__Given task__
Copy the Snapshot 2 photo booth article word for word from "July 5, 2015" to "and photobooth functions.".

July 5, 2015
TAGS: LAI Snapshot 2, photo booth, coin-op, AMOA Innovator Award, Amusement and Music Operators Association, coin-op, smartphone and photobooth merger, Snapshot Companion App, Allison Timberlake, Chris Brady,, Shannon Perell, Sharknado |
CARROLLTON TX -- Snapshot 2, the winner of this year's coveted Innovator Award from the Amusement and Music Operators Association, demonstrates the potential for coin-op's fusion with portable personal devices by effortlessly merging smartphone and photobooth functions.
At the heart of LAI Games' new automated picture machine is the Snapshot Companion App. Customers who download this mobile application are able to transfer images between the booth and Android or iOS smartphones, to modify or share across social networks. The app gives patrons access to any photo they have taken in the booth at any time, and allows them to upload those images to social media. It also enables them to download any image to the booth for printing.
An assortment of booth-based options gives patrons the ability to customize their images with filters, frames, stamps, textures or writing. They can even draw on the touchscreen with their fingers, choosing from a variety of inks and styles.

__Records supplied__
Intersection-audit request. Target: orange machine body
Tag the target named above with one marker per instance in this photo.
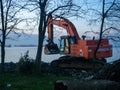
(82, 47)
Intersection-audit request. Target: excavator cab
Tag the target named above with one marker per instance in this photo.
(51, 48)
(65, 43)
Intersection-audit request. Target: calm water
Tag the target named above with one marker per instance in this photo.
(14, 53)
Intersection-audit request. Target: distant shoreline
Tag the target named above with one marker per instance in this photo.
(21, 46)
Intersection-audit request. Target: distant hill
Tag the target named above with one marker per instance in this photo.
(24, 40)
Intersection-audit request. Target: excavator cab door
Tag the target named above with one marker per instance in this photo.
(65, 44)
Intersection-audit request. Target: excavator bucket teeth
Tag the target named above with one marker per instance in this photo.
(51, 49)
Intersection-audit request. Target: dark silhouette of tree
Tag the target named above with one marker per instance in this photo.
(108, 18)
(46, 8)
(9, 21)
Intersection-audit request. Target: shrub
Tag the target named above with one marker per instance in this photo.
(26, 64)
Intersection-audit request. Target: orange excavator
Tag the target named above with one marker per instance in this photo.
(78, 52)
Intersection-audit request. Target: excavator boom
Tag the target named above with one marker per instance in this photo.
(79, 52)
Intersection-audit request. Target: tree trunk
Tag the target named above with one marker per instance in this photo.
(3, 38)
(101, 30)
(41, 30)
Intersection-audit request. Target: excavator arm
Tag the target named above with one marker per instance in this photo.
(51, 47)
(64, 23)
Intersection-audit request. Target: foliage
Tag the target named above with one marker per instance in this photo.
(26, 64)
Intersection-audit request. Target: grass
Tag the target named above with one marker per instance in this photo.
(29, 82)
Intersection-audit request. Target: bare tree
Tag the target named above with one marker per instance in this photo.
(46, 8)
(8, 10)
(107, 16)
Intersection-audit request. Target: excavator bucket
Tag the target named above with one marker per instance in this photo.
(51, 49)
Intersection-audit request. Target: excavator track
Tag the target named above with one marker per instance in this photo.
(72, 62)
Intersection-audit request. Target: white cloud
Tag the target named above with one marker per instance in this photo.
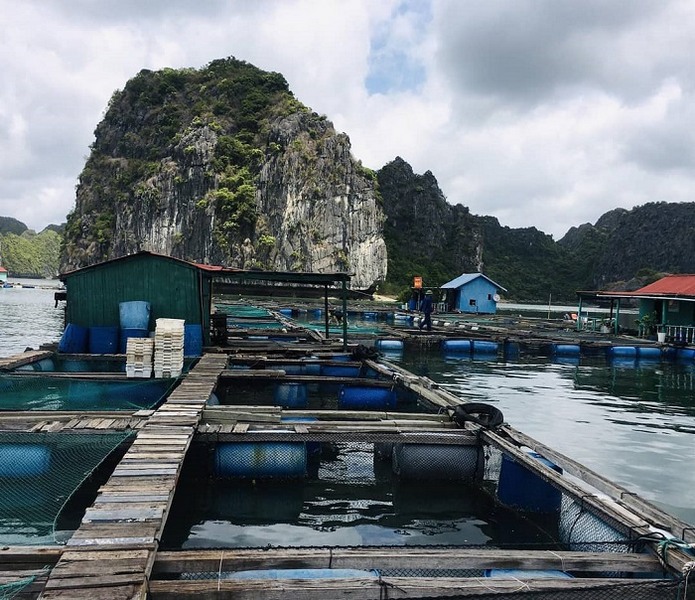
(542, 113)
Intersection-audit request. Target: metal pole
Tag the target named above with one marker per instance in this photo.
(325, 308)
(344, 316)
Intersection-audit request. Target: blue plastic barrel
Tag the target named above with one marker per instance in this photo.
(128, 333)
(340, 370)
(649, 352)
(623, 351)
(566, 349)
(192, 340)
(366, 398)
(521, 488)
(389, 345)
(261, 459)
(24, 460)
(134, 315)
(485, 347)
(103, 340)
(457, 346)
(685, 354)
(311, 368)
(291, 395)
(74, 339)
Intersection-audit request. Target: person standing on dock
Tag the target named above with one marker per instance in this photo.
(427, 307)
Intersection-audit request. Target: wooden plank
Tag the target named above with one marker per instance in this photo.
(405, 558)
(398, 587)
(116, 592)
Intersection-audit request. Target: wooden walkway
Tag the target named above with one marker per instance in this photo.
(111, 554)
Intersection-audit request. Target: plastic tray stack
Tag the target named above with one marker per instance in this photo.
(168, 347)
(139, 357)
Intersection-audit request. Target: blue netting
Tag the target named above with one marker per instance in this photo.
(39, 474)
(29, 392)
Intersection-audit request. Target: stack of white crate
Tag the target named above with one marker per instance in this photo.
(139, 357)
(168, 347)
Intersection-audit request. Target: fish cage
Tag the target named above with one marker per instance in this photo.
(47, 480)
(39, 391)
(445, 507)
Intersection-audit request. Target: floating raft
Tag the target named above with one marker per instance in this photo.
(115, 552)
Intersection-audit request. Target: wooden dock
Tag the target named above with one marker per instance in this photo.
(115, 553)
(112, 553)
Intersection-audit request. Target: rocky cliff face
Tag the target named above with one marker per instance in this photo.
(224, 166)
(426, 236)
(657, 236)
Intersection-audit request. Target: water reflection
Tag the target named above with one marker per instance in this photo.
(631, 421)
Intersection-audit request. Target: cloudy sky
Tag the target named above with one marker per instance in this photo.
(543, 113)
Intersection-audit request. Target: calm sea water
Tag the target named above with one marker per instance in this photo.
(28, 316)
(633, 422)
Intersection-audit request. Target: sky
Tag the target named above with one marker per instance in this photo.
(542, 113)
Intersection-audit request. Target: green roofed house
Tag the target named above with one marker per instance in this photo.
(472, 293)
(174, 288)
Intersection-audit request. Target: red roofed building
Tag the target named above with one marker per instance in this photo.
(667, 306)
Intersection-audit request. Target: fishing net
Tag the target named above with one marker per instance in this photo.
(270, 492)
(38, 392)
(40, 474)
(18, 587)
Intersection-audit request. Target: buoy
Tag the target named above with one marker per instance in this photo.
(485, 347)
(261, 459)
(438, 461)
(366, 398)
(566, 349)
(521, 488)
(649, 352)
(457, 346)
(291, 395)
(389, 345)
(623, 351)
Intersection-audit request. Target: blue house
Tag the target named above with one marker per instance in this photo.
(472, 292)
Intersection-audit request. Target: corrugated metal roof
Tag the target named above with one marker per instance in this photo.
(467, 278)
(671, 285)
(218, 270)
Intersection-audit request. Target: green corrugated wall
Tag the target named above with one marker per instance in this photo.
(173, 288)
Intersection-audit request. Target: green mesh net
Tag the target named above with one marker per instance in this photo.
(36, 392)
(41, 482)
(17, 588)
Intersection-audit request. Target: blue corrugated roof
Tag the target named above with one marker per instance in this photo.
(467, 278)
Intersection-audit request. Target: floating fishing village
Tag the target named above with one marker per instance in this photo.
(321, 468)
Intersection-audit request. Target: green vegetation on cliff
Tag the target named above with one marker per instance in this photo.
(162, 116)
(31, 254)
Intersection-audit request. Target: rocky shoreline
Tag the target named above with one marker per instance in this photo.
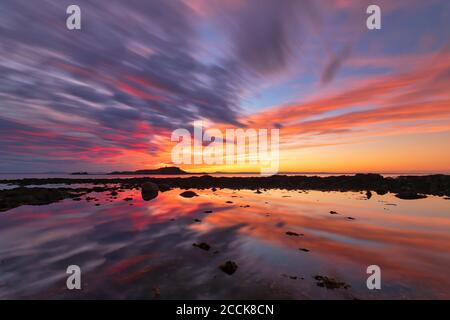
(405, 187)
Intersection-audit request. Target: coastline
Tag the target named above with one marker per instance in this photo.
(404, 187)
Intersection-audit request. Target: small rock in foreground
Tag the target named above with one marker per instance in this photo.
(229, 267)
(330, 283)
(188, 194)
(202, 245)
(410, 196)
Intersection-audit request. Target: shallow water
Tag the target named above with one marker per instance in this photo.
(141, 249)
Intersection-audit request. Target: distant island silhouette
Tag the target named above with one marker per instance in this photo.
(165, 170)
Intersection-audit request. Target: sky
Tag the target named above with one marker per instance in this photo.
(108, 97)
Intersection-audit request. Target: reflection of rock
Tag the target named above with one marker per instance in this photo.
(410, 196)
(330, 283)
(149, 191)
(202, 245)
(229, 267)
(188, 194)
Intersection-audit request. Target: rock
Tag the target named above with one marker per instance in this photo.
(202, 245)
(293, 234)
(13, 198)
(330, 283)
(229, 267)
(188, 194)
(149, 191)
(164, 187)
(156, 292)
(410, 196)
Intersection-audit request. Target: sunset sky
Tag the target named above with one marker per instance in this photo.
(107, 97)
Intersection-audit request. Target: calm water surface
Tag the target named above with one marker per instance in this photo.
(138, 249)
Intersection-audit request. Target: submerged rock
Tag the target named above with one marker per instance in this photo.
(149, 191)
(293, 234)
(13, 198)
(229, 267)
(202, 245)
(410, 196)
(188, 194)
(330, 283)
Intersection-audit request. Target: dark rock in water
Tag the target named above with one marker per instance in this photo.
(13, 198)
(330, 283)
(292, 234)
(164, 187)
(228, 267)
(149, 191)
(410, 196)
(188, 194)
(202, 245)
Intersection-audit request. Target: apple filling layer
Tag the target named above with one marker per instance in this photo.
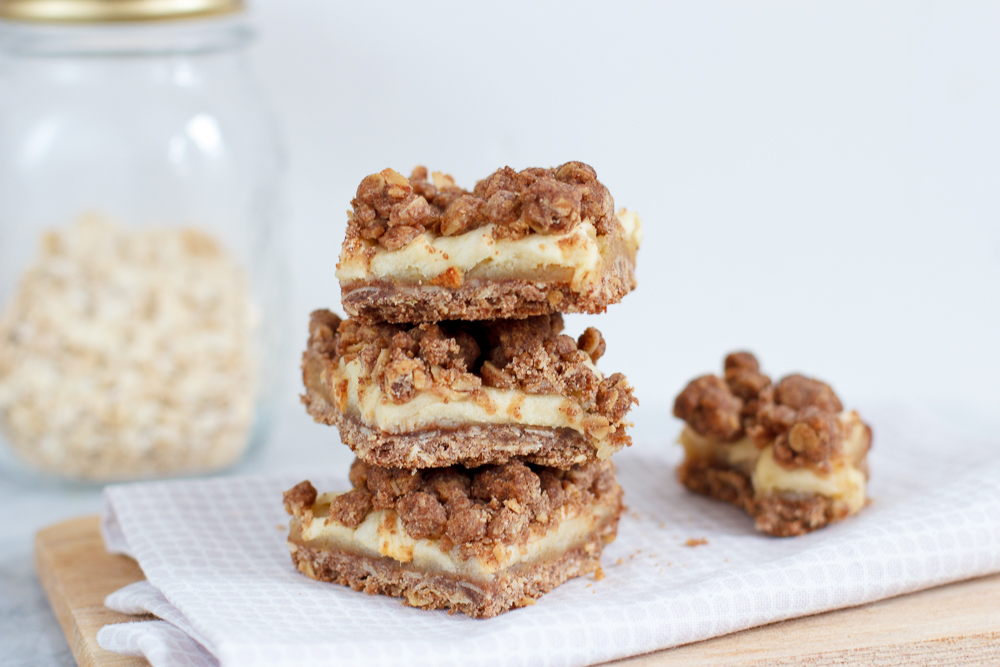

__Correct answer__
July 5, 2015
TAGS: LAI Snapshot 2, photo booth, coin-op, AMOA Innovator Award, Amusement and Music Operators Association, coin-op, smartphone and photobooth merger, Snapshot Companion App, Allison Timberlake, Chris Brady,, Shannon Perell, Sharknado |
CARROLLTON TX -- Snapshot 2, the winner of this year's coveted Innovator Award from the Amusement and Music Operators Association, demonstrates the potential for coin-op's fusion with portable personal devices by effortlessly merging smartphone and photobooth functions.